• [Problem requirements] Look through the records below for the line with "Would you mind pointing at the berry" and the line with "Would you mind pointing at the wood grain", then return those lines and all lines between, exactly.

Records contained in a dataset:
────────────────────

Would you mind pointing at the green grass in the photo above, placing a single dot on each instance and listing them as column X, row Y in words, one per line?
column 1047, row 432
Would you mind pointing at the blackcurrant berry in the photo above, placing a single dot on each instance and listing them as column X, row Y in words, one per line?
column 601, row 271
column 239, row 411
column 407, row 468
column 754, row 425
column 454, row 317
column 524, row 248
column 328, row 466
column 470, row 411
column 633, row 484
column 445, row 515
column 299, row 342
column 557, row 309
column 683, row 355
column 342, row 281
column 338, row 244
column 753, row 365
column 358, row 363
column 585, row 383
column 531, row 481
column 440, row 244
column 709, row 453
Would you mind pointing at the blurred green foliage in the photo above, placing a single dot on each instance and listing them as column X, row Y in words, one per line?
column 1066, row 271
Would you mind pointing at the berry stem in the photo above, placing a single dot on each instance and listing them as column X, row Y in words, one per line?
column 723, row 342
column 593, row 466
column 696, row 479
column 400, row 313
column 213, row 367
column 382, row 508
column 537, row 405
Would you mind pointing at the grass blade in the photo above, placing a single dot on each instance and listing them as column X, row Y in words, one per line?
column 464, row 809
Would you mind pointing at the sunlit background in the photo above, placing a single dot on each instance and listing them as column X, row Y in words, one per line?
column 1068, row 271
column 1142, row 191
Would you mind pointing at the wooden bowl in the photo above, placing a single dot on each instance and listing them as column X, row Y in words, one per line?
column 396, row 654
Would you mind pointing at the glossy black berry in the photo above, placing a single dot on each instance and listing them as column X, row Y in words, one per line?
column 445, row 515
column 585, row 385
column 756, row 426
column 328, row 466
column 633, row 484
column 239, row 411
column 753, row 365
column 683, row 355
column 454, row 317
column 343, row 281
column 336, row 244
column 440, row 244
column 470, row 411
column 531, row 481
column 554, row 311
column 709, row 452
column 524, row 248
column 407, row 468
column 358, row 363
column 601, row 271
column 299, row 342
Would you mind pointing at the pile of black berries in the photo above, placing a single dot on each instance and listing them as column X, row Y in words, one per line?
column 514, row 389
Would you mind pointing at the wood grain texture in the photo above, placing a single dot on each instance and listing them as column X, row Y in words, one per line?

────────────────────

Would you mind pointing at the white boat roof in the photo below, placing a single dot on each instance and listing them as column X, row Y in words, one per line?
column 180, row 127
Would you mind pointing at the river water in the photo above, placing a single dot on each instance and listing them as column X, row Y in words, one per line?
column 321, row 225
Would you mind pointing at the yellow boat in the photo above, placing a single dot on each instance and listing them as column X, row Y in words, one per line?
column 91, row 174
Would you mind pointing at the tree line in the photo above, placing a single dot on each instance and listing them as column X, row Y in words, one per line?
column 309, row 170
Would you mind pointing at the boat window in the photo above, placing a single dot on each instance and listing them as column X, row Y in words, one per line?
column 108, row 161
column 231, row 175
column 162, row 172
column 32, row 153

────────────────────

• [Output of the exercise]
Would you mind pointing at the berry stem in the photo above, placing a single dot on each instance and listing them as column X, row Y in words, one per line?
column 723, row 342
column 593, row 466
column 696, row 479
column 400, row 313
column 213, row 367
column 382, row 508
column 537, row 405
Would you mind pointing at the grass blade in the photo above, placing a single dot on each instance and listing them as column X, row Y in words, one per line?
column 464, row 809
Would you mind pointing at the sunlit background in the photo above, placing a single dot on each instance and listing them as column X, row Y in words, one per line?
column 1068, row 271
column 1142, row 191
Would you mind pointing at the wooden bowl in the photo above, placing a single dot on each instance and listing them as column X, row Y in words, one per line?
column 396, row 654
Would you mind pointing at the glossy black berry in the photo above, placing a single dot on each instance and listing them as column X, row Y in words, one per line?
column 445, row 515
column 585, row 385
column 756, row 426
column 328, row 466
column 633, row 484
column 239, row 411
column 753, row 365
column 683, row 355
column 454, row 317
column 343, row 281
column 336, row 244
column 440, row 244
column 470, row 411
column 531, row 481
column 554, row 311
column 709, row 452
column 524, row 248
column 407, row 468
column 358, row 363
column 601, row 271
column 299, row 342
Would you mind pointing at the pile of black berries in the photo above, placing a single dot on each instance and listing them as column X, row Y in words, one per line?
column 514, row 389
Would you mind pointing at the wood grain texture in the photo above, placing a single dot on each instance and listing them as column X, row Y in words, one per line?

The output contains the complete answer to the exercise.